Zeilen aus einem Datensatz
☆ ☆ ☆
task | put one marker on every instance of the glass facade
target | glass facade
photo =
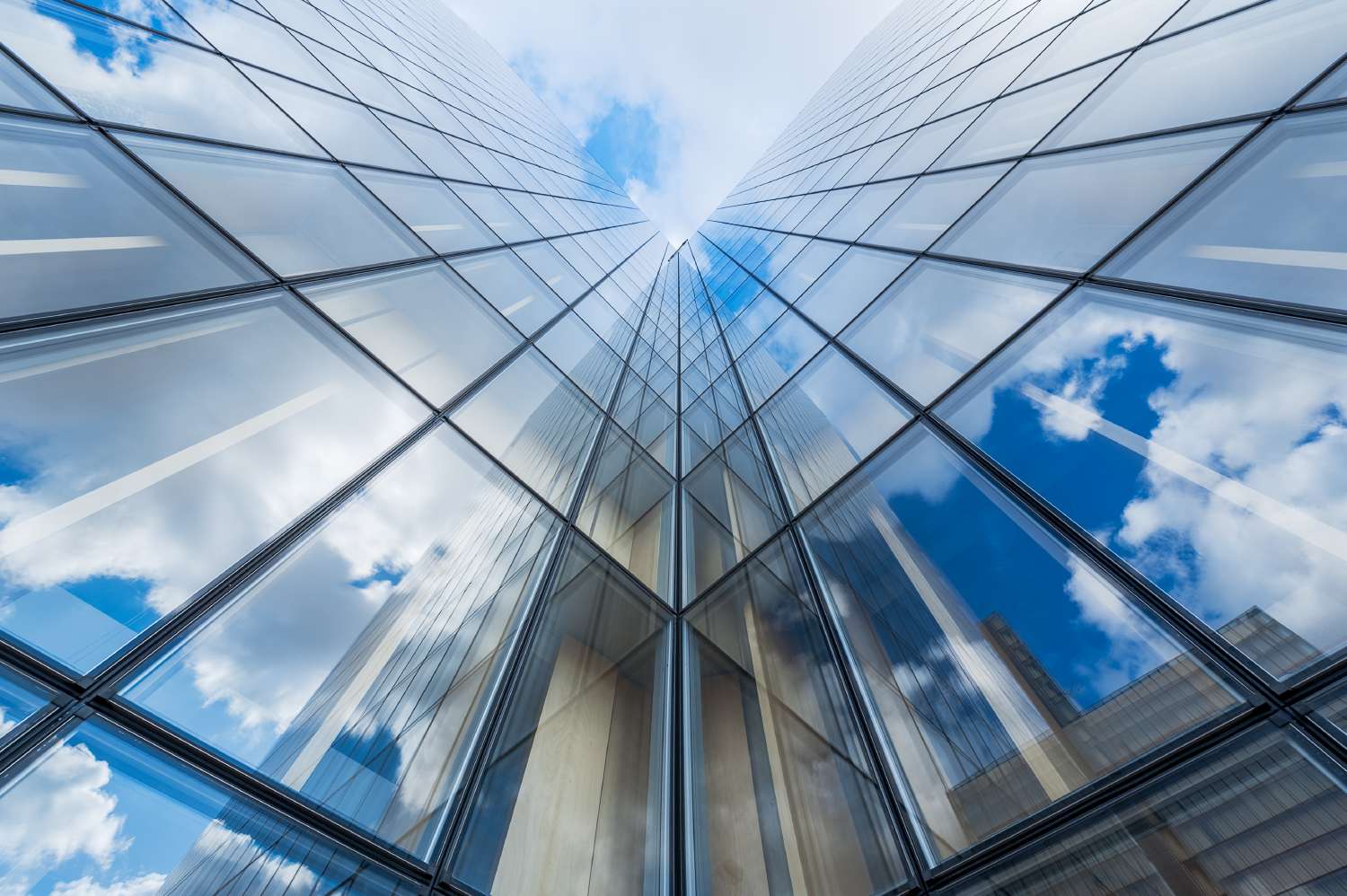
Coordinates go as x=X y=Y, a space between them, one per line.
x=387 y=508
☆ ☆ ☆
AUFGABENSTELLUNG: Gib sämtliche Einträge oben Zeile für Zeile wortgetreu wieder, lass dabei aber die Bilder weg.

LÖSUNG:
task | put one marker on every instance of the glass facade
target | glass facade
photo =
Coordinates go as x=X y=Y, a space between them, one per line.
x=387 y=508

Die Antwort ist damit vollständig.